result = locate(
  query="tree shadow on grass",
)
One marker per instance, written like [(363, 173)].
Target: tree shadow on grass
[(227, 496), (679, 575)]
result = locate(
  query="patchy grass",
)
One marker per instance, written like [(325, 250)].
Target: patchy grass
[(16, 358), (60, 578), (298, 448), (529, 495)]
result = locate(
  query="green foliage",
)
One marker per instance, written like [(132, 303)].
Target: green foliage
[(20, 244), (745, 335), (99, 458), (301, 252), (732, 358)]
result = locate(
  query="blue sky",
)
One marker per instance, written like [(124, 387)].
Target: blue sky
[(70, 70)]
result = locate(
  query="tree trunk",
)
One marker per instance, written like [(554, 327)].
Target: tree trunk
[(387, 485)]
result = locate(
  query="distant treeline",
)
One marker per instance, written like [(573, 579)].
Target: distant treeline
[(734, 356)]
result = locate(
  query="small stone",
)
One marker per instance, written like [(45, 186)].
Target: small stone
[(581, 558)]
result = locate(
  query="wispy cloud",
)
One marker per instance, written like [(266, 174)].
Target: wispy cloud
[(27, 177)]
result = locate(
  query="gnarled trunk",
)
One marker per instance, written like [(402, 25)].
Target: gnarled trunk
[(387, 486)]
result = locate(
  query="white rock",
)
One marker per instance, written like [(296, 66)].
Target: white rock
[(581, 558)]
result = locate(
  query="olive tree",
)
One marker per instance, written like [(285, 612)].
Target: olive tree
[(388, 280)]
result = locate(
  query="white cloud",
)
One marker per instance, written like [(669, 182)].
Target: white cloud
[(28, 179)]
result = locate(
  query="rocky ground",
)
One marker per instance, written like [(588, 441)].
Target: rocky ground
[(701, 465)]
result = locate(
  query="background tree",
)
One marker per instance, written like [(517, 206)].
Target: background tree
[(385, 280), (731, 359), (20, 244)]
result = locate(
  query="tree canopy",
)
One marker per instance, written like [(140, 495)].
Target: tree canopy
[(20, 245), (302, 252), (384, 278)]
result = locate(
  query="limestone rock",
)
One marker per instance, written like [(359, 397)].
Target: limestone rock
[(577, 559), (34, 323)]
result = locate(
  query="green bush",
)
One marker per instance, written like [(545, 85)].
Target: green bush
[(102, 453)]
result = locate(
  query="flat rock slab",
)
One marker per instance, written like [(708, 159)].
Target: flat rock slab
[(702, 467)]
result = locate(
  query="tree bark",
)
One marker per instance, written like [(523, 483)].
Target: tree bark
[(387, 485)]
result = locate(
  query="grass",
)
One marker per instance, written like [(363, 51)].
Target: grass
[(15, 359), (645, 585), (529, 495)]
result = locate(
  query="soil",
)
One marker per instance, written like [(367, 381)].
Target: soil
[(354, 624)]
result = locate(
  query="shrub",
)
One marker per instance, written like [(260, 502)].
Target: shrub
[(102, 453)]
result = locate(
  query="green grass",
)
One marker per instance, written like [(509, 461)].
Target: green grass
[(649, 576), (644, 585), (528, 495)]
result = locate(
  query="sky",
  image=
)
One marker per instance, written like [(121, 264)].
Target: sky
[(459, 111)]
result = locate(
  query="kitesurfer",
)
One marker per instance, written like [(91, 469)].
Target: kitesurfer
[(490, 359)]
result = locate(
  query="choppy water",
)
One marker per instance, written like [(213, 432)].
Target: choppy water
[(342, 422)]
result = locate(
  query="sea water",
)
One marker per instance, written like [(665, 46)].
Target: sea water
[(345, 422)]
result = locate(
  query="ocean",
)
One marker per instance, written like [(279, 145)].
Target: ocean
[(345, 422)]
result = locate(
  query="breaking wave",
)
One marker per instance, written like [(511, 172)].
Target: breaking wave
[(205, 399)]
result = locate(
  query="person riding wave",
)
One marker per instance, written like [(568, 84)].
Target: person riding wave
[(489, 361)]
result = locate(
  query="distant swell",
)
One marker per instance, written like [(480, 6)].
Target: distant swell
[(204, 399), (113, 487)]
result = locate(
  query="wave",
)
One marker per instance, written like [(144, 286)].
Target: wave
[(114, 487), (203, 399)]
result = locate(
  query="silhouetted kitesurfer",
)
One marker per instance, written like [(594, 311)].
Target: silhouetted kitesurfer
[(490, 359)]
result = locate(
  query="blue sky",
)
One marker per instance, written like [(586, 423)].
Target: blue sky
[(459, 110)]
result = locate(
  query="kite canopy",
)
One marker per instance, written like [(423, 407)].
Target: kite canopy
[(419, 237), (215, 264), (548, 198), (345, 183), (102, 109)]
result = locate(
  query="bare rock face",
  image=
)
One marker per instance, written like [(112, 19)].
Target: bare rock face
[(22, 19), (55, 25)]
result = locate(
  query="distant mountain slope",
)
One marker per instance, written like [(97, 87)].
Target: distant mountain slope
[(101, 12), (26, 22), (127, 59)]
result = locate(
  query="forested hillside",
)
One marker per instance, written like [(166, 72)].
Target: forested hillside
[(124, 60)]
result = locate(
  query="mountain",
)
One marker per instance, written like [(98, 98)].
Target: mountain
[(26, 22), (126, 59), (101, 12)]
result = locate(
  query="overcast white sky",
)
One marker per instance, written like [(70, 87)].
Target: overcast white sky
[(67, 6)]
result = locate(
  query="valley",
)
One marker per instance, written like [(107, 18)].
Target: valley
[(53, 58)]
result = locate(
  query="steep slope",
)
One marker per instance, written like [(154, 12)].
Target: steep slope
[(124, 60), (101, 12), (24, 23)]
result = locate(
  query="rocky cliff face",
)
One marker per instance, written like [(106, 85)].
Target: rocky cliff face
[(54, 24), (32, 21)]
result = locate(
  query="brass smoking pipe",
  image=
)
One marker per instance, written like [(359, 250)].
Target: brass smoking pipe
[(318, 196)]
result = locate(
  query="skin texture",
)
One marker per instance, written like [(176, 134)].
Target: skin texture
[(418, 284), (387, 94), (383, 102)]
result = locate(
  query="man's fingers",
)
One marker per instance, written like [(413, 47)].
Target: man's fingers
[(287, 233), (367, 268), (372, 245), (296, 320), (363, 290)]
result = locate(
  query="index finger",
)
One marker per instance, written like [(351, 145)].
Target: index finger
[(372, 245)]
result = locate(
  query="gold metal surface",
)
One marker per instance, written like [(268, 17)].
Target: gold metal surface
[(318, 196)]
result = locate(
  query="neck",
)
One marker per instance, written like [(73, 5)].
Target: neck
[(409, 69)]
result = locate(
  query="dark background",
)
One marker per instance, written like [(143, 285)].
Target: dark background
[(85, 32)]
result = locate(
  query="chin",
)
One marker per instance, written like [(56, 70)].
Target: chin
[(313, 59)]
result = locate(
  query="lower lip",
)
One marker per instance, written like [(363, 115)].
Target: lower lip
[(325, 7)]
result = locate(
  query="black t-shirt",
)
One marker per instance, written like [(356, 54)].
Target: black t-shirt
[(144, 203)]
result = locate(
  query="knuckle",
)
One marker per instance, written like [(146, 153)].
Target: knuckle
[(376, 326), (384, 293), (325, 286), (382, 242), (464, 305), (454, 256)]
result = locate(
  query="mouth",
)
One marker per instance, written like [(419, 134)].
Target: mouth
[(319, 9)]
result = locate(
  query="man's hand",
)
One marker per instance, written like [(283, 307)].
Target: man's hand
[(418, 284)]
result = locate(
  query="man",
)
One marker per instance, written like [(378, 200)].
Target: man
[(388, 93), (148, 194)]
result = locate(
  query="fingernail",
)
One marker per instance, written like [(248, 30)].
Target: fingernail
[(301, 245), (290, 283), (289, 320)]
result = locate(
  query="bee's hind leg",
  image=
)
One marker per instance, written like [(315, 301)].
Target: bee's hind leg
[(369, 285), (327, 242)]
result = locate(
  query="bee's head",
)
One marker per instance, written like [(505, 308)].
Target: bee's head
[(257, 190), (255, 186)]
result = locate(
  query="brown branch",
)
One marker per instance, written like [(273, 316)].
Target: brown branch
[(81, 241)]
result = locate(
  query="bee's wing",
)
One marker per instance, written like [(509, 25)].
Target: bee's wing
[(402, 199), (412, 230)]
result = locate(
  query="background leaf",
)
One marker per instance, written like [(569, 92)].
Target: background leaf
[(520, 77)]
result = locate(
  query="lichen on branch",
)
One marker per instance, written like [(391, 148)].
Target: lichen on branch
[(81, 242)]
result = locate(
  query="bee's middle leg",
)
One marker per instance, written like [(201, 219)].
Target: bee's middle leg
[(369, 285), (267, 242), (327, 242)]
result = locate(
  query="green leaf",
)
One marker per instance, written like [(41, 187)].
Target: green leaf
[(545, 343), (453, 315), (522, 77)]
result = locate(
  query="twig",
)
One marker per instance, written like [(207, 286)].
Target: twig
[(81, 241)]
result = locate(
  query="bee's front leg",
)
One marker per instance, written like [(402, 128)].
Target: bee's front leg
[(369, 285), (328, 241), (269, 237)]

################

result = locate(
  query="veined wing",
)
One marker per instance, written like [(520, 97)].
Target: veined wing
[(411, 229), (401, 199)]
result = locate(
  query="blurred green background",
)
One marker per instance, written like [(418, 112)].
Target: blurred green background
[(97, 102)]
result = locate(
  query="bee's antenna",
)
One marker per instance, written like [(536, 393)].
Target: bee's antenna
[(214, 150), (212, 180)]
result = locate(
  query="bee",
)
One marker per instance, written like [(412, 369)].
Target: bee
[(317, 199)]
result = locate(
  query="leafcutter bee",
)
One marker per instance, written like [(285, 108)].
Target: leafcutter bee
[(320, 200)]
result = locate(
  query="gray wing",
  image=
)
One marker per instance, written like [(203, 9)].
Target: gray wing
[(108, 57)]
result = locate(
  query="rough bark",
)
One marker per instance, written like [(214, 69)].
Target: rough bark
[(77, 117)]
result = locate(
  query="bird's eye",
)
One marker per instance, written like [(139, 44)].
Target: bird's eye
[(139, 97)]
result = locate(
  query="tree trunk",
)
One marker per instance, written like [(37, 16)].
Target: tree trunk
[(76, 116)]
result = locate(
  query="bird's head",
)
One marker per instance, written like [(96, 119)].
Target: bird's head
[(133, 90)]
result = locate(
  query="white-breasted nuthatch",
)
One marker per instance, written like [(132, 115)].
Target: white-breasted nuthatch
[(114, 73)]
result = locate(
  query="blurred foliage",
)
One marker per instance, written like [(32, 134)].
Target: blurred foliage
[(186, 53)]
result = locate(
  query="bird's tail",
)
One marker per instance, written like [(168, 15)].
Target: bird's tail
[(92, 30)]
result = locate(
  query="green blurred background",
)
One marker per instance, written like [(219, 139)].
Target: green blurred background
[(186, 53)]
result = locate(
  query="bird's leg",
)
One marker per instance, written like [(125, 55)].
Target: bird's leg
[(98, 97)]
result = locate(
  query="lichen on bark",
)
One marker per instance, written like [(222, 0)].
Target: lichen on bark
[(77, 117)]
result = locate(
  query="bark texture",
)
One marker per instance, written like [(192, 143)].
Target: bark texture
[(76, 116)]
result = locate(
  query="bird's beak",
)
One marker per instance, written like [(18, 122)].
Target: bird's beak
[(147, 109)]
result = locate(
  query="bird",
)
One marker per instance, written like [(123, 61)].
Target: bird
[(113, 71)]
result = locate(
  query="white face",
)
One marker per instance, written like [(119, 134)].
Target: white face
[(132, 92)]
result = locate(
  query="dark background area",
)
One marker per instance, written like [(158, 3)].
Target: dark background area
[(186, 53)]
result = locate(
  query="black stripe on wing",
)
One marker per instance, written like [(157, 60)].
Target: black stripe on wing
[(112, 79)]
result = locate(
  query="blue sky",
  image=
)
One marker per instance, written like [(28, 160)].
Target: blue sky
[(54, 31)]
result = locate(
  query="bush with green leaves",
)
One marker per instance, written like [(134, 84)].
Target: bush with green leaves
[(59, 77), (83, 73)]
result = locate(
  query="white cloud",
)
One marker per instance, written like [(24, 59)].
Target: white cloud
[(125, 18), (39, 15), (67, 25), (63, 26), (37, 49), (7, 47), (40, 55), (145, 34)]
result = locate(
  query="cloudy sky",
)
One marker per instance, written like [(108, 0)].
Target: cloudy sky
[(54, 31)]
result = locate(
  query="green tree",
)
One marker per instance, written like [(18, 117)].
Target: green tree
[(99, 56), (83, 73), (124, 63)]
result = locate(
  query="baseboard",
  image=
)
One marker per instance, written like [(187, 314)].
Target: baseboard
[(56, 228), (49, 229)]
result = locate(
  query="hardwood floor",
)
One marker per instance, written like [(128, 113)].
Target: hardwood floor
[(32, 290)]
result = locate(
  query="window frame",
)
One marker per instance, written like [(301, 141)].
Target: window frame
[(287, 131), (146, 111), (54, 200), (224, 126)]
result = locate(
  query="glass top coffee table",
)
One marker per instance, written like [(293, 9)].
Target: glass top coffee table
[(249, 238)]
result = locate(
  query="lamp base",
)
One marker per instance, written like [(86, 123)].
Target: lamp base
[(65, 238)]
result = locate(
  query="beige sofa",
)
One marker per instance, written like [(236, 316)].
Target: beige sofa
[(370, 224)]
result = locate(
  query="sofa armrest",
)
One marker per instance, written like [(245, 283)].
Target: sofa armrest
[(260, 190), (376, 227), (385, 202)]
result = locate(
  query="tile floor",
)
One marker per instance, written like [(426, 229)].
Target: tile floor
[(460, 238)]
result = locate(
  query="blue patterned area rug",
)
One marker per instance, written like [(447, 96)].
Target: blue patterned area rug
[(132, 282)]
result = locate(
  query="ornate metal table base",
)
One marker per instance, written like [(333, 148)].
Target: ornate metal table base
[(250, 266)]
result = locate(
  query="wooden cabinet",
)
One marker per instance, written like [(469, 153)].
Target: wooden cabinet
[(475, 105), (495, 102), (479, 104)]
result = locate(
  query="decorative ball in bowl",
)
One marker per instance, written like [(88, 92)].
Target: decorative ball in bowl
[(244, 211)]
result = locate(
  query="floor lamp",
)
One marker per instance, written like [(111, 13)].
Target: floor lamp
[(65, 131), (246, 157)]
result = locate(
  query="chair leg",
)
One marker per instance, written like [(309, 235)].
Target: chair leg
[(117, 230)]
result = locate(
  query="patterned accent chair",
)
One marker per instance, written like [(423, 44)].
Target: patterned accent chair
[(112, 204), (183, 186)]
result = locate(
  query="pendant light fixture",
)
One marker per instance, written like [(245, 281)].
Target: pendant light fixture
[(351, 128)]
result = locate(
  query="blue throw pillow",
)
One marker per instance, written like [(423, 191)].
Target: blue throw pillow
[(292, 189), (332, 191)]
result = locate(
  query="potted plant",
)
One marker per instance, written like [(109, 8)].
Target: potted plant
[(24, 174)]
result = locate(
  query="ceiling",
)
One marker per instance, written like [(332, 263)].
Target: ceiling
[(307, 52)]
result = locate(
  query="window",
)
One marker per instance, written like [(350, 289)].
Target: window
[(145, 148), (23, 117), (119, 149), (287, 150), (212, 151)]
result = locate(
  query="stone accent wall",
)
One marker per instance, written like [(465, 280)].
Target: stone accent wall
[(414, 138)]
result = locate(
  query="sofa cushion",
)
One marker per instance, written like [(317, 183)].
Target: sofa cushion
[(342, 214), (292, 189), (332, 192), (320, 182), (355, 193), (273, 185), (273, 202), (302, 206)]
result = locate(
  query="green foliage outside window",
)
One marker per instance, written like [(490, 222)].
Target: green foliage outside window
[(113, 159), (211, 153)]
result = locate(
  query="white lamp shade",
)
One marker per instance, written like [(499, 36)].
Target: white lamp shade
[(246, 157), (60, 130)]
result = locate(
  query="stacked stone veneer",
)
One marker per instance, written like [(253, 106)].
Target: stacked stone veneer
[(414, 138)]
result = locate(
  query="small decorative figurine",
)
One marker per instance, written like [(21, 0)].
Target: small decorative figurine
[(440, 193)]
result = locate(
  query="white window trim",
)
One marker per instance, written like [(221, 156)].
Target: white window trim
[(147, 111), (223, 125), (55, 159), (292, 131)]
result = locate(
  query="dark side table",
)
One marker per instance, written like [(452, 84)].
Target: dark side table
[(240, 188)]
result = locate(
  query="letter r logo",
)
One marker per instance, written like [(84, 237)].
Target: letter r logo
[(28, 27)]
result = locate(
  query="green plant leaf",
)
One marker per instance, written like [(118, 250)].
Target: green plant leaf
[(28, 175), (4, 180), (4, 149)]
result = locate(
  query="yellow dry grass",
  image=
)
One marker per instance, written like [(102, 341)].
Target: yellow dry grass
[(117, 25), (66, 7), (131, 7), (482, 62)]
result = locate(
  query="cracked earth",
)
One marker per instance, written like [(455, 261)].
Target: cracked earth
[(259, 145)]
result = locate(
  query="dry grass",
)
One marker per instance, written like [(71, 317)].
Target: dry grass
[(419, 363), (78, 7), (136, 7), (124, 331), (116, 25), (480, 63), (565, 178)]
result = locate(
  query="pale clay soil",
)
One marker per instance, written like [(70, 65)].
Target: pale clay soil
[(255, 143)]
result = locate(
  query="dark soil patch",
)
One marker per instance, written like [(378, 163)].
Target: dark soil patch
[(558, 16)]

################

Copy every line of the records that contains the string "window", matching case exactly.

THE SOLUTION
  query="window frame",
Target: window frame
  query="window",
Target: window
  query="green foliage outside window",
Target: green foliage outside window
  query="white window trim",
Target: white window trim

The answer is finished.